[Natural-language object grounding data]
- Opening Delimiter -

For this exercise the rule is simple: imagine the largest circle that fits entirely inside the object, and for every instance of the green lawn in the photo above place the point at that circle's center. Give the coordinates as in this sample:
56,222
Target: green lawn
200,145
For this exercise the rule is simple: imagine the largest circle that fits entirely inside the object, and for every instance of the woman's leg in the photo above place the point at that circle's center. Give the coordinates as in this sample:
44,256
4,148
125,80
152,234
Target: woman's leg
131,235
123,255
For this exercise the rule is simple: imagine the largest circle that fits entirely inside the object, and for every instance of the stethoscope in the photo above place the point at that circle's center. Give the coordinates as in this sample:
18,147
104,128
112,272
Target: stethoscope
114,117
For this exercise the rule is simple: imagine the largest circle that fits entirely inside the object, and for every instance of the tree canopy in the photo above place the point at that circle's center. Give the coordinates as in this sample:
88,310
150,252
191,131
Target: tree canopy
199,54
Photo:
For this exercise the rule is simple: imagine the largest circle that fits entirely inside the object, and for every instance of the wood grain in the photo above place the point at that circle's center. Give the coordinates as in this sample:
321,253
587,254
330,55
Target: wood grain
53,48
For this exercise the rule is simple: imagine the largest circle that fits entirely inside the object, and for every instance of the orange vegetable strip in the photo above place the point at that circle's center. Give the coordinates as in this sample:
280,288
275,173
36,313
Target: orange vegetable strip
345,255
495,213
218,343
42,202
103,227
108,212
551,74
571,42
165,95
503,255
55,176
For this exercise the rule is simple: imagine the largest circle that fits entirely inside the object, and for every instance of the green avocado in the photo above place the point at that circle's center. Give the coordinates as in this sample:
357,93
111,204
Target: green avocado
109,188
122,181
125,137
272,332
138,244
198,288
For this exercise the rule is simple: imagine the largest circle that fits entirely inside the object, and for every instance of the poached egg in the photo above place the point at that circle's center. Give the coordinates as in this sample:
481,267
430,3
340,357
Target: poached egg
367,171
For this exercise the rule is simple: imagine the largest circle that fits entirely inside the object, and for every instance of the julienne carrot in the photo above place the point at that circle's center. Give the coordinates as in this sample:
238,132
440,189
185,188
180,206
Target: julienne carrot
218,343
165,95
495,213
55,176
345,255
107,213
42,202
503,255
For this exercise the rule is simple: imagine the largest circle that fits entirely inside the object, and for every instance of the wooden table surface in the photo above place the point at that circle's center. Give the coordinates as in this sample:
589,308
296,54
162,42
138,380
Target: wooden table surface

- Closing Delimiter -

### [Problem to solve]
Repeat each entry above exactly as shown.

### [Answer below]
For this exercise the rule is simple: imagine the largest circle that fits entirely inside the object, and for every instance of the green lawn in the photo above place the point at that circle's center. Give the coordinates as in this sample:
56,222
Target: green lawn
200,145
For this exercise the rule is simple: imagine the largest circle that fits entirely inside the object, and for every instance of the woman's leg in the photo above place the point at that circle's center. Give the coordinates as in this sample:
44,256
4,148
125,80
152,234
Target: woman's leg
131,235
123,255
For this exercise the rule is simple: imagine the largest circle that fits entirely inside the object, and for every instance of the stethoscope in the photo above place the point at that circle's center. Give the coordinates as in this sample:
18,147
104,128
112,272
Target: stethoscope
114,117
For this exercise the rule is simple: imagine the largest circle that fits entirely inside the object, and for every instance of the tree canopy in the photo above place the point at that circle's center. Give the coordinates as in this sample:
88,310
150,252
191,131
Target: tree canopy
199,54
Photo:
For this exercise the rule is simple: imagine the largest circle that fits entirely inside the object, and for every instance of the wood grain in the photo above place the point at that circle's center. Give the coordinates as in this sample:
321,253
587,254
330,55
Target: wood grain
53,48
For this exercise the rule is simple: imagine the largest circle that fits entirely inside the object, and for every instance of the orange vegetable strip in the photo above place the point at that circle's center. Give the coordinates as in this sample:
280,288
275,173
36,313
Target: orange vegetable strip
345,255
495,213
218,343
42,202
103,227
108,212
551,74
571,42
165,95
503,255
55,176
For this exercise the rule is simple: imagine the largest circle that fits entirely inside the object, and for every instance of the green avocado in the photo above place the point at that circle's center. Give the coordinates as in this sample:
357,93
111,204
Target: green avocado
109,188
122,181
125,137
272,332
138,244
198,288
For this exercise the rule is simple: imagine the largest circle that fits entirely inside the object, and for every instance of the poached egg in the photo above place the point at that circle's center. Give the coordinates as in this sample:
481,267
430,3
340,357
Target: poached egg
367,171
For this exercise the rule is simple: imagine the largest circle that fits entirely inside the object, and for every instance of the julienne carrot in the photo above place the point at that circle's center. Give the coordinates as in this sample:
238,132
440,189
185,188
180,206
Target: julienne carrot
218,343
165,95
495,213
55,176
345,255
107,213
42,202
503,255
For this exercise the rule is simple: imagine the largest circle that fits entirely inside the object, and for every instance of the wooden table surface in the photo above place the point at that circle's center. Give the coordinates as in this sample:
589,308
296,54
162,42
138,380
Target: wooden table surface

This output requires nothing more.